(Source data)
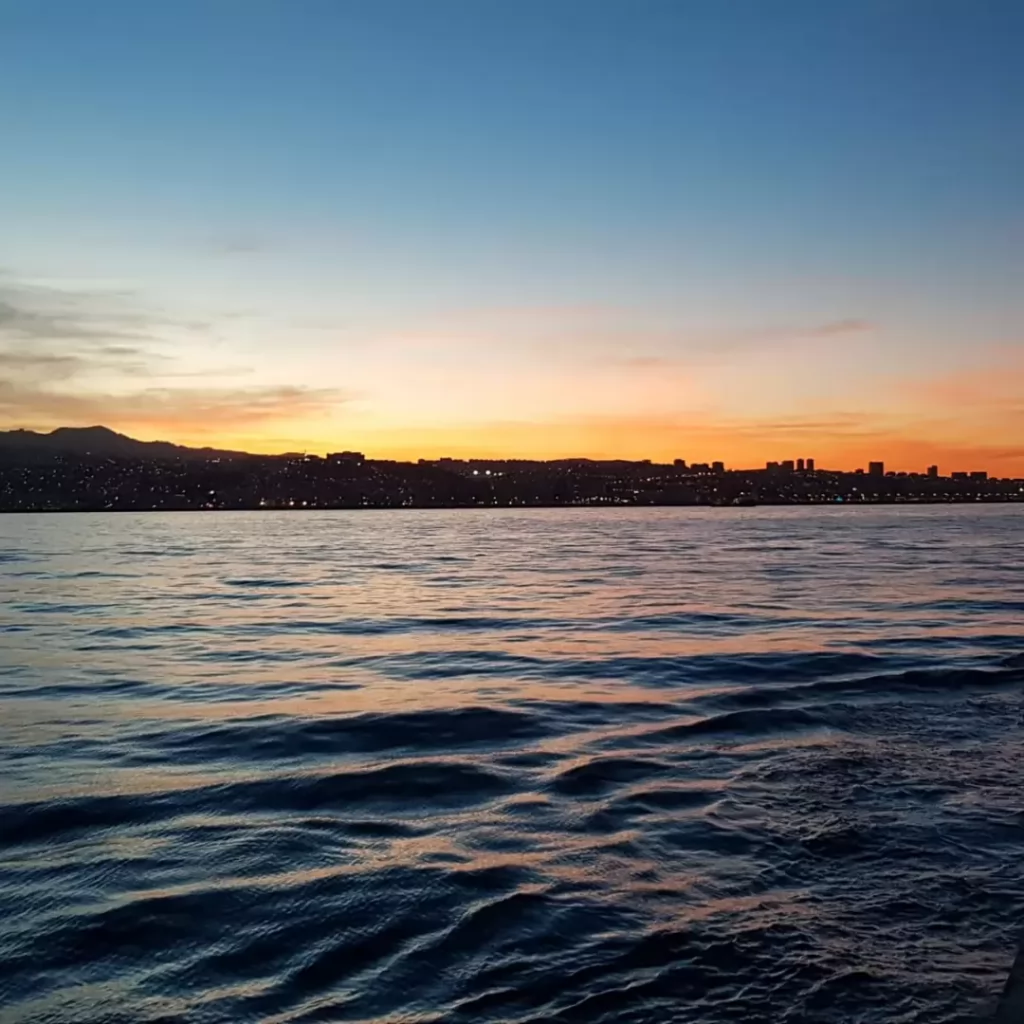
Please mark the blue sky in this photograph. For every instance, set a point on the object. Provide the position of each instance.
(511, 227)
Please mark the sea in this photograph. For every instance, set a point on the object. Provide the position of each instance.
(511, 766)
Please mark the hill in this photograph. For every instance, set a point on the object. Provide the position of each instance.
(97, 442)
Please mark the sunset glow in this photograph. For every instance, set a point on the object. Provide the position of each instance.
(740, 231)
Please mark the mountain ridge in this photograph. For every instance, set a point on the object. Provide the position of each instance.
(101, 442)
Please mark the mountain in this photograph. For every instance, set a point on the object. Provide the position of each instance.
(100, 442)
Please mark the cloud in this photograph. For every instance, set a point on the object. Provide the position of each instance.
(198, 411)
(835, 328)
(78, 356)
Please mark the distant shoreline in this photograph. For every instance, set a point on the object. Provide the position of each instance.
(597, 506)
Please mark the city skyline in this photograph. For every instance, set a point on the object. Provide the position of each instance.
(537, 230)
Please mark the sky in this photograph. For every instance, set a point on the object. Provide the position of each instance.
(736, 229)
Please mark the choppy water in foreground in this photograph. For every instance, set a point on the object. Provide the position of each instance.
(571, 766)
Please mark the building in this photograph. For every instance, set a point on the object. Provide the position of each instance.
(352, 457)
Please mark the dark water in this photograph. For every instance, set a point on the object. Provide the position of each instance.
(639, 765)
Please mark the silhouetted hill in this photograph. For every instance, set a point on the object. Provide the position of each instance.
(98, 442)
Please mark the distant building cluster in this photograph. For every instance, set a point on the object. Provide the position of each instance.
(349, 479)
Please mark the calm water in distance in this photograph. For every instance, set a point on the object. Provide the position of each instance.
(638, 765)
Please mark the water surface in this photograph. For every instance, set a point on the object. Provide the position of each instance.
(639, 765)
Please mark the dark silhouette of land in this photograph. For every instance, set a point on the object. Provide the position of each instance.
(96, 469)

Stated problem. Starting at the line that contains "Please mark the choppy" and continuing through the last line of the records, write out every line again with the requests included. Multiply each coordinate in the answers by 1.15 and round it to a whole number, rounding halves up.

Answer in full.
Please mark the choppy water in foreground in this photograph. For every instance, set a point on the object. Provide the position of each instance.
(657, 881)
Please mark the building in this photograph. For every instance, set a point on the object. Provide the position of each instance.
(405, 526)
Please mark the dark water in this photograph. For every instance, set a point on the object. Provide the position of each instance.
(735, 880)
Please mark the silhouetted hill in this photograph. For every instance, set a point on the object. Provide the position of each instance.
(113, 508)
Please mark the distant building cluster in this photograph. For every instance, set a point on the object. Provide the position of each instance.
(401, 551)
Please mark the calm water in distance in this photograph. For every instance, set a point on the object. Provide the position of each instance.
(734, 880)
Please mark the water surface in this photograph. For every instance, set a point on the object. Provide the position of each instance.
(735, 880)
Please mark the dark silhouette of land in this photograph. For every instance, set a point on the object. Provide the position of each instance.
(110, 539)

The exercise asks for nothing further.